* [Challenge]:
Extend the forum thread on building a Warre hive from thicker boards, picking up right after its last post.

# Building a Warre Hive from 2" (1.5") boards



## KLBCOS

I live in Colorado Springs, Colorado - South of Denver. I have tried to find a mentor through my local bee association and not only are there none but it seems that people have little knowledge of the Warre Hive. Although, some said I think a few people may have tried it. That leads me to believe they were not successful. I also saw a posting looking for a North Colorado mentor. In there I believe someone is using Warre hives not far from me with limited success. This make me reluctant to try but in my heart, I really like the Warre Hive. That being said, I was wondering if a thicker box would possibly make this hive more successful in our area. I am thinking our eratic winter weather from very cold (below zero) to near 70's and back again could be affecting the wintering cluster. The association members highly discourage wrapping/insulating the hive in the winter as our crazy weather has "cooked" bees right in the hive if insulated.

Any thoughts on my building a hive with the thicker side walls? If so, has anyone done it and have the plans converted for the larger lumber dimension?

Thanks for your help.


----------



## Galaxie

A hive is just a fancy box. As long as it has adequate entrances and ventilation and keeps the elements out, it should be fine. Your personal beekeeping techniques will make the difference.

There are members of this forum that use 1.5" boards. The difference in insulation value between 1X and 2X wood is minor.

The thing about "cooking" the bees sounds bizarre to me, but then again I am nowhere near CO. If anything, I would expect insulating the hive to make it easier for the bees to regulate the temperature.


----------



## rmcpb

Don't really need any special plans, just make sure the internal dimensions are the same and you will be fine. As for cooking bees, its hard to do if you have appropriate ventillation.

Photo object pointing lines:
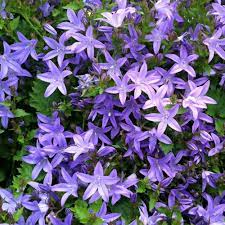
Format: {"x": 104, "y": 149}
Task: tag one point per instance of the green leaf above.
{"x": 18, "y": 214}
{"x": 126, "y": 208}
{"x": 81, "y": 211}
{"x": 13, "y": 24}
{"x": 96, "y": 206}
{"x": 220, "y": 126}
{"x": 143, "y": 185}
{"x": 39, "y": 102}
{"x": 20, "y": 113}
{"x": 166, "y": 148}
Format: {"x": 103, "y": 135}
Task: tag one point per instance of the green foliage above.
{"x": 20, "y": 181}
{"x": 127, "y": 209}
{"x": 39, "y": 102}
{"x": 86, "y": 214}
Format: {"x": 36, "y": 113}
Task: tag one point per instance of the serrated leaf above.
{"x": 20, "y": 113}
{"x": 166, "y": 148}
{"x": 18, "y": 214}
{"x": 39, "y": 102}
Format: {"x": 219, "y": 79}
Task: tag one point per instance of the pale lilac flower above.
{"x": 69, "y": 187}
{"x": 165, "y": 118}
{"x": 58, "y": 49}
{"x": 218, "y": 145}
{"x": 56, "y": 79}
{"x": 98, "y": 183}
{"x": 115, "y": 19}
{"x": 156, "y": 36}
{"x": 107, "y": 218}
{"x": 24, "y": 48}
{"x": 142, "y": 81}
{"x": 157, "y": 98}
{"x": 82, "y": 144}
{"x": 7, "y": 62}
{"x": 214, "y": 45}
{"x": 75, "y": 22}
{"x": 122, "y": 88}
{"x": 196, "y": 98}
{"x": 182, "y": 62}
{"x": 209, "y": 178}
{"x": 85, "y": 42}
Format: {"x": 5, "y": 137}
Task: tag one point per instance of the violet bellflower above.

* [Solved exercise]:
----------



## KLBCOS

One thing I should clarify is that the hives that overheat and cause this outcome are langstroth hives. Warre's design provides more efficient ventilation. Another consideration is we are at almost 6,000-7,000 feet elevation and when the air temperature is 50 degrees, the sun warms objects almost hot to the touch. It can also be below freezing at dawn and 50 degrees at 9-10 am. The temperature and intensity of the sun can change rapidly. What may have happened is the internal temperature went up so quickly that the bees didn't gradually warm and have a chance to escape/cool the hive. Since I am a complete newbie, all I can do is listen to the experienced beekeepers in my area regarding this phenomenon.


----------



## jadebees

I made some from 2× materials, they are excellent. I'm at 6600 ft, Az, high plains. Better than 1 × materials, they are not even 3/4" thick. Just make the insides standard Warre size.
I use them for the ones I wish to breed, the thick wood insulates from temperature changes better.


----------



## KLBCOS

jadebees said:


> I made some from 2× materials, they are excellent. I'm at 6600 ft, Az, high plains. Better than 1 × materials, they are not even 3/4" thick. Just make the insides standard Warre size.
> I use them for the ones I wish to breed, the thick wood insulates from temperature changes better.


I am glad to hear this is working for you. I think our climates are similar. However, I think your summers are hotter. Sounds like I may be on the right track. Thanks for the reply.


----------



## DirtyLittleSecret

KLBCOS said:


> One thing I should clarify is that the hives that overheat and cause this outcome are langstroth hives. Warre's design provides more efficient ventilation. Another consideration is we are at almost 6,000-7,000 feet elevation and when the air temperature is 50 degrees, the sun warms objects almost hot to the touch. It can also be below freezing at dawn and 50 degrees at 9-10 am. The temperature and intensity of the sun can change rapidly. What may have happened is the internal temperature went up so quickly that the bees didn't gradually warm and have a chance to escape/cool the hive. Since I am a complete newbie, all I can do is listen to the experienced beekeepers in my area regarding this phenomenon.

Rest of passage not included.